### Records for the task:

★ ★ ★ ★

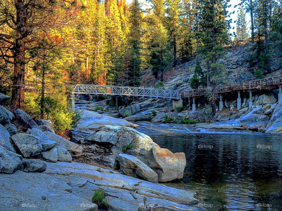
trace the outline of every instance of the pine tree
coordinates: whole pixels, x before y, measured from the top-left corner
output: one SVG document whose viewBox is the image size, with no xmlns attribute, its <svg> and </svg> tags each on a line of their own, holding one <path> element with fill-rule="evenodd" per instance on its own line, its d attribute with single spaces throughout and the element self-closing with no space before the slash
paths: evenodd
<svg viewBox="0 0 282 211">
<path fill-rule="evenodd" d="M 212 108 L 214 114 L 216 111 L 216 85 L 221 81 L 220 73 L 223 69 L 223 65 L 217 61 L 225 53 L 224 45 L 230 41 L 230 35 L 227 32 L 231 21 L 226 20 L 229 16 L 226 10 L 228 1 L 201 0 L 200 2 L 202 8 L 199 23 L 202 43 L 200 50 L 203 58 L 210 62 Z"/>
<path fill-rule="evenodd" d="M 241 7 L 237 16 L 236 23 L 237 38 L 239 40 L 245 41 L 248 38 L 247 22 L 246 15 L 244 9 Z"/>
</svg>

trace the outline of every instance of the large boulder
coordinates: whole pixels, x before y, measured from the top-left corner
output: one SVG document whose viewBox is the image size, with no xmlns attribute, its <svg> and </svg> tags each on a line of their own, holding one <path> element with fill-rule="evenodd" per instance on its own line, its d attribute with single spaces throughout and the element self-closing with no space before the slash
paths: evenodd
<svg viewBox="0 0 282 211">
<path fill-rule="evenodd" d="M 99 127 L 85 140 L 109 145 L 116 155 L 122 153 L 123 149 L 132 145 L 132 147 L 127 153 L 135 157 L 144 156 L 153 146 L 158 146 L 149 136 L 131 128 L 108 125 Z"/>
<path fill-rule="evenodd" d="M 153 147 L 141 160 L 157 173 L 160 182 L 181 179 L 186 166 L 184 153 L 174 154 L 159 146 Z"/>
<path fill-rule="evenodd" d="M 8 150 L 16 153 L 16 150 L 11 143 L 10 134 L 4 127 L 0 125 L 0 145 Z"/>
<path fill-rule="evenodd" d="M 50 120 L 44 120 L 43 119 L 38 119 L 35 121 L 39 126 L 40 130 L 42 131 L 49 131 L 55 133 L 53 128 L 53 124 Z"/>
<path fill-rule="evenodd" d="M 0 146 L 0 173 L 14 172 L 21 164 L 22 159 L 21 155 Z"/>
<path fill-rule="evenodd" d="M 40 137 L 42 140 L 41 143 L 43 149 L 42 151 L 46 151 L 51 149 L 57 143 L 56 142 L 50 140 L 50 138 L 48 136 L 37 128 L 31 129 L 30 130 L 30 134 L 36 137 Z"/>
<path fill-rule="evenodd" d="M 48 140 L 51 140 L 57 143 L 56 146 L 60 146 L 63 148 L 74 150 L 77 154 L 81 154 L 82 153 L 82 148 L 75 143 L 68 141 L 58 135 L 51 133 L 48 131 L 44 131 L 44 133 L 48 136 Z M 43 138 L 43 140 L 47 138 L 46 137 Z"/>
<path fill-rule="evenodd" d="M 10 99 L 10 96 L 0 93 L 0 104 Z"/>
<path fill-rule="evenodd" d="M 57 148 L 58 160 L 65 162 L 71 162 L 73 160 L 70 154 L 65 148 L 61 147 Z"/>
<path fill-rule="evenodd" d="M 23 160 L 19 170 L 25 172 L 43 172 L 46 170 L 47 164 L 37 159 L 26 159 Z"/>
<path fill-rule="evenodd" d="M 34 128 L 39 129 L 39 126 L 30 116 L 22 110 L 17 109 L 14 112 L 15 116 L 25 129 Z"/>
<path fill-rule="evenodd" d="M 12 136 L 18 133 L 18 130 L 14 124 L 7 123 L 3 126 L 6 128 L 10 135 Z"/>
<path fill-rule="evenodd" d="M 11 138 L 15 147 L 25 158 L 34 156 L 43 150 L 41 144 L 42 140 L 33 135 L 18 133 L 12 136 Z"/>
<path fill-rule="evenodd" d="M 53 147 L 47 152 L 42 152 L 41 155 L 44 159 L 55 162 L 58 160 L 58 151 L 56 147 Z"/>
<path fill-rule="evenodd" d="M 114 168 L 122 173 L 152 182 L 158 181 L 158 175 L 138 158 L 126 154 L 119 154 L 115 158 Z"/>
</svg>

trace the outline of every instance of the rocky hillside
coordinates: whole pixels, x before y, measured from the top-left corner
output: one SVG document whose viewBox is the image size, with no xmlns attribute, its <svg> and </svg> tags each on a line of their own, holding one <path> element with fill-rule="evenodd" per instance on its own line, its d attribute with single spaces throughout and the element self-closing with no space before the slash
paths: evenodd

★ ★ ★ ★

Transcribe every row above line for line, without changing any wording, and leave the pictures out of your copy.

trace the outline of every instance of the pine tree
coordinates: whole pixels, x before y, measured from the top-left corner
output: one SVG document whose viewBox is the image size, with no xmlns attribute, its <svg> and </svg> tags each on a line of their own, holding one <path> element with fill-rule="evenodd" per instance on its own line, its d attribute with single spaces throughout and the element self-closing with no space before the slash
paths: evenodd
<svg viewBox="0 0 282 211">
<path fill-rule="evenodd" d="M 212 108 L 214 114 L 216 111 L 216 85 L 221 81 L 220 73 L 223 69 L 223 65 L 217 61 L 225 53 L 224 45 L 230 41 L 230 35 L 227 32 L 231 21 L 226 20 L 229 16 L 226 10 L 228 1 L 201 0 L 200 2 L 202 8 L 199 23 L 202 43 L 200 50 L 203 58 L 210 62 Z"/>
<path fill-rule="evenodd" d="M 241 7 L 237 16 L 236 23 L 237 38 L 239 40 L 245 41 L 248 38 L 247 22 L 246 15 L 244 9 Z"/>
</svg>

trace the outline of every instance of the large boulder
coordinates: whole pixels, x before y, measured from the top-left corner
output: one SVG document whose viewBox is the image size, with no xmlns attribute, its <svg> and </svg> tags each on a line of their own, holding one <path> element with fill-rule="evenodd" per instance on its own line, its d attribute with single spaces throughout and the element self-closing with no space before the slash
paths: evenodd
<svg viewBox="0 0 282 211">
<path fill-rule="evenodd" d="M 99 127 L 85 140 L 109 145 L 116 155 L 122 153 L 123 149 L 132 145 L 132 147 L 127 153 L 135 157 L 144 156 L 153 146 L 158 146 L 149 136 L 131 128 L 108 125 Z"/>
<path fill-rule="evenodd" d="M 153 147 L 141 160 L 157 173 L 160 182 L 181 179 L 186 166 L 184 153 L 174 154 L 159 146 Z"/>
<path fill-rule="evenodd" d="M 8 150 L 16 153 L 16 150 L 11 143 L 10 134 L 4 127 L 0 125 L 0 145 Z"/>
<path fill-rule="evenodd" d="M 50 120 L 44 120 L 43 119 L 38 119 L 35 121 L 39 126 L 40 130 L 42 131 L 49 131 L 55 133 L 53 128 L 53 124 Z"/>
<path fill-rule="evenodd" d="M 0 146 L 0 173 L 14 172 L 21 164 L 22 159 L 21 155 Z"/>
<path fill-rule="evenodd" d="M 40 137 L 42 140 L 41 143 L 43 149 L 42 151 L 46 151 L 51 149 L 57 143 L 56 142 L 50 140 L 50 138 L 48 136 L 37 128 L 31 129 L 30 130 L 30 134 L 36 137 Z"/>
<path fill-rule="evenodd" d="M 48 140 L 51 140 L 57 143 L 56 146 L 60 146 L 63 148 L 74 150 L 77 154 L 81 154 L 82 153 L 82 148 L 75 143 L 68 141 L 58 135 L 51 133 L 48 131 L 44 131 L 44 133 L 48 136 Z M 43 138 L 43 140 L 47 138 L 46 137 Z"/>
<path fill-rule="evenodd" d="M 10 99 L 10 96 L 0 93 L 0 104 Z"/>
<path fill-rule="evenodd" d="M 57 148 L 58 160 L 65 162 L 71 162 L 73 160 L 70 154 L 65 148 L 61 147 Z"/>
<path fill-rule="evenodd" d="M 23 160 L 19 170 L 25 172 L 43 172 L 46 170 L 47 164 L 37 159 L 26 159 Z"/>
<path fill-rule="evenodd" d="M 34 128 L 39 129 L 39 126 L 30 116 L 22 110 L 17 109 L 14 112 L 15 116 L 25 129 Z"/>
<path fill-rule="evenodd" d="M 12 136 L 18 133 L 18 130 L 14 124 L 7 123 L 3 126 L 6 128 L 10 135 Z"/>
<path fill-rule="evenodd" d="M 11 138 L 15 147 L 25 158 L 34 156 L 43 150 L 41 144 L 42 140 L 33 135 L 18 133 L 12 136 Z"/>
<path fill-rule="evenodd" d="M 53 147 L 47 152 L 42 152 L 41 155 L 44 159 L 55 162 L 58 160 L 58 151 L 56 147 Z"/>
<path fill-rule="evenodd" d="M 114 168 L 122 173 L 152 182 L 158 181 L 158 175 L 138 158 L 126 154 L 119 154 L 115 158 Z"/>
</svg>

trace the outline of every instance of the rocky hillside
coordinates: whole pixels, x before y, measured from the top-left corner
output: one SVG document whose viewBox is the image size, with no xmlns attribute, its <svg> and </svg> tags each on a line of their own, holding one <path> element with fill-rule="evenodd" per instance on its own line, its d attribute with single spaces throughout and the element self-closing with no space before the slash
paths: evenodd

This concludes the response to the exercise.